## Exercise data
__________

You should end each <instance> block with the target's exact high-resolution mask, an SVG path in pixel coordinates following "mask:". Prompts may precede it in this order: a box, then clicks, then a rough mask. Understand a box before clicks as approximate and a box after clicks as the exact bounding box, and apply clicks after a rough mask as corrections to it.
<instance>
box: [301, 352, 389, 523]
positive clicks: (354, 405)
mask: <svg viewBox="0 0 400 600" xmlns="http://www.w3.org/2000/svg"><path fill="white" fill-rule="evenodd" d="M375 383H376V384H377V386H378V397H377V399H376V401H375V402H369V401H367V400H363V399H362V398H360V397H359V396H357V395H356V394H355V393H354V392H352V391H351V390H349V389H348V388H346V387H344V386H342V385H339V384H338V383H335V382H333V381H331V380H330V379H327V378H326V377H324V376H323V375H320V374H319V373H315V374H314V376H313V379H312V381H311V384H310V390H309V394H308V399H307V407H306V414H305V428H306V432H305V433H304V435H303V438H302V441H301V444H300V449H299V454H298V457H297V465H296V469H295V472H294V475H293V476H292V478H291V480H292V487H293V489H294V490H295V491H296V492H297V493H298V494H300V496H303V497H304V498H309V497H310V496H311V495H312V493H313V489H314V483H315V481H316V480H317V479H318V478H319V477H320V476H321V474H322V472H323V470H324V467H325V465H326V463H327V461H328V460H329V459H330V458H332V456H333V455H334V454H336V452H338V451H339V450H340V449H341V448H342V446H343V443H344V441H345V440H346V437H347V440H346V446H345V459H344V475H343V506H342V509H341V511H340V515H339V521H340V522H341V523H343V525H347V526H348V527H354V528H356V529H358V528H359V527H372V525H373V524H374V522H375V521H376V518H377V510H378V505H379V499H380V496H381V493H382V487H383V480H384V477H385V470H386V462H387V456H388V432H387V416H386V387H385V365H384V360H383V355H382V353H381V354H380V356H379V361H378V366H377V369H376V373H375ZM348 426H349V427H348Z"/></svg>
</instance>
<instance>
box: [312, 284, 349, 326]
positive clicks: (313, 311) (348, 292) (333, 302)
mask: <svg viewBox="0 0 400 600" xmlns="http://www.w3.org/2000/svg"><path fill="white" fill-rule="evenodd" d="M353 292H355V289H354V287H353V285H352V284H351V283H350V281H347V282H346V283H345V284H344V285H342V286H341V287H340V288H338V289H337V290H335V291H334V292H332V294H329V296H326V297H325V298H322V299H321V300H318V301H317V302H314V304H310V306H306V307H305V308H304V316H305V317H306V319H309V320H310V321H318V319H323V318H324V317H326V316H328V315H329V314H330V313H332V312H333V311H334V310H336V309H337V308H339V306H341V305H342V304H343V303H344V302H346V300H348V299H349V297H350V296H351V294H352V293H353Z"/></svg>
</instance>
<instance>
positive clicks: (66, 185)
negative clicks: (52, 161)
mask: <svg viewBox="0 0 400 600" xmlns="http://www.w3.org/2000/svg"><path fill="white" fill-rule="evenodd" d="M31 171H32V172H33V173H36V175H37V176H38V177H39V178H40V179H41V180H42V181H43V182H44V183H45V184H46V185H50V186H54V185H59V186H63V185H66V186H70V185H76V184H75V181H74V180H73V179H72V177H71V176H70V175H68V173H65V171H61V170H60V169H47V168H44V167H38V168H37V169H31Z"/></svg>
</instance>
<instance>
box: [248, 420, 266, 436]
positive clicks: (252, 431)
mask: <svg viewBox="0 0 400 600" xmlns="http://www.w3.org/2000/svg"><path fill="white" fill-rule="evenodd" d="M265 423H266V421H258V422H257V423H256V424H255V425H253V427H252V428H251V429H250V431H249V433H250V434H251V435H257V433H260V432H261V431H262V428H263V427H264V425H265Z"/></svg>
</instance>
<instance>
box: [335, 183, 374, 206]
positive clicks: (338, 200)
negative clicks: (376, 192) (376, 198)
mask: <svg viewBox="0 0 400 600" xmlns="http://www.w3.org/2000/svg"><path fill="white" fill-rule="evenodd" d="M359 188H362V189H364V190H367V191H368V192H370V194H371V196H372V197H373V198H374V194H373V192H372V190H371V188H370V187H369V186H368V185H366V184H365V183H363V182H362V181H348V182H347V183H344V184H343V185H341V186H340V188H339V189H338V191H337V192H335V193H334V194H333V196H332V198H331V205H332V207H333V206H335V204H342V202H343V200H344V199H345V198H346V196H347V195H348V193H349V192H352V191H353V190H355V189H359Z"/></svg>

__________

## Problem details
Your answer should be all of the records, transcribed exactly.

## Problem solution
You should end each <instance> block with the target's exact high-resolution mask, an SVG path in pixel coordinates following "mask:". Prompts may precede it in this order: a box, then clicks, then a rough mask. Understand a box before clicks as approximate and a box after clicks as the exact bounding box, and apply clicks after a rough mask as corrections to it.
<instance>
box: [301, 352, 389, 523]
positive clicks: (354, 405)
mask: <svg viewBox="0 0 400 600" xmlns="http://www.w3.org/2000/svg"><path fill="white" fill-rule="evenodd" d="M375 383H376V384H377V386H378V397H377V399H376V401H375V402H369V401H367V400H363V399H362V398H360V397H359V396H357V395H356V394H355V393H354V392H352V391H351V390H349V389H348V388H346V387H344V386H342V385H339V384H338V383H335V382H333V381H331V380H330V379H327V378H326V377H324V376H323V375H320V374H319V373H315V374H314V376H313V379H312V381H311V384H310V390H309V394H308V399H307V407H306V414H305V428H306V432H305V433H304V435H303V438H302V441H301V444H300V449H299V454H298V457H297V465H296V469H295V472H294V475H293V476H292V478H291V480H292V487H293V489H294V490H295V491H296V492H297V493H298V494H300V496H303V497H304V498H309V497H310V496H311V495H312V493H313V489H314V483H315V481H316V480H317V479H318V478H319V477H320V476H321V474H322V472H323V470H324V467H325V465H326V463H327V461H328V460H329V459H330V458H332V456H333V455H334V454H336V452H338V451H339V450H340V449H341V448H342V446H343V443H344V441H345V440H346V437H347V440H346V446H345V459H344V475H343V506H342V509H341V511H340V515H339V521H340V522H341V523H343V525H347V526H348V527H354V528H356V529H358V528H359V527H372V525H373V524H374V522H375V521H376V518H377V510H378V505H379V499H380V496H381V493H382V487H383V480H384V477H385V470H386V462H387V456H388V432H387V416H386V387H385V365H384V360H383V355H382V353H381V354H380V356H379V361H378V366H377V369H376V373H375ZM348 426H349V427H348Z"/></svg>
</instance>
<instance>
box: [312, 284, 349, 326]
positive clicks: (313, 311) (348, 292) (333, 302)
mask: <svg viewBox="0 0 400 600" xmlns="http://www.w3.org/2000/svg"><path fill="white" fill-rule="evenodd" d="M353 292H355V289H354V287H353V285H352V284H351V283H350V281H347V282H346V283H345V284H344V285H342V286H341V287H340V288H338V289H337V290H335V291H334V292H332V294H329V296H326V297H325V298H322V299H321V300H318V301H317V302H314V304H310V306H306V307H305V308H304V316H305V317H306V319H309V320H310V321H318V319H323V318H324V317H326V316H328V315H329V314H330V313H332V312H333V311H334V310H336V309H337V308H339V306H341V305H342V304H343V303H344V302H346V300H348V299H349V297H350V296H351V294H352V293H353Z"/></svg>
</instance>
<instance>
positive clicks: (66, 185)
negative clicks: (52, 161)
mask: <svg viewBox="0 0 400 600" xmlns="http://www.w3.org/2000/svg"><path fill="white" fill-rule="evenodd" d="M31 171H32V172H33V173H36V175H37V176H38V177H39V178H40V179H41V180H42V181H43V182H44V183H45V184H46V185H50V186H54V185H59V186H63V185H66V186H70V185H76V184H75V181H74V180H73V179H72V177H71V176H70V175H68V173H65V171H61V170H60V169H47V168H44V167H38V168H37V169H31Z"/></svg>
</instance>
<instance>
box: [248, 420, 266, 436]
positive clicks: (252, 431)
mask: <svg viewBox="0 0 400 600" xmlns="http://www.w3.org/2000/svg"><path fill="white" fill-rule="evenodd" d="M265 423H266V421H258V422H257V423H256V424H255V425H253V427H252V428H251V429H250V431H249V433H250V434H251V435H257V433H260V432H261V431H262V428H263V427H264V425H265Z"/></svg>
</instance>
<instance>
box: [335, 183, 374, 206]
positive clicks: (338, 200)
negative clicks: (376, 192) (376, 198)
mask: <svg viewBox="0 0 400 600" xmlns="http://www.w3.org/2000/svg"><path fill="white" fill-rule="evenodd" d="M359 188H362V189H364V190H367V191H368V192H370V194H371V196H372V197H373V198H374V194H373V192H372V190H371V188H370V187H369V186H368V185H366V184H365V183H363V182H362V181H348V182H347V183H344V184H343V185H341V186H340V188H339V189H338V191H337V192H335V193H334V194H333V196H332V198H331V205H332V207H333V206H335V204H342V202H343V200H344V199H345V198H346V196H347V195H348V193H349V192H352V191H353V190H355V189H359Z"/></svg>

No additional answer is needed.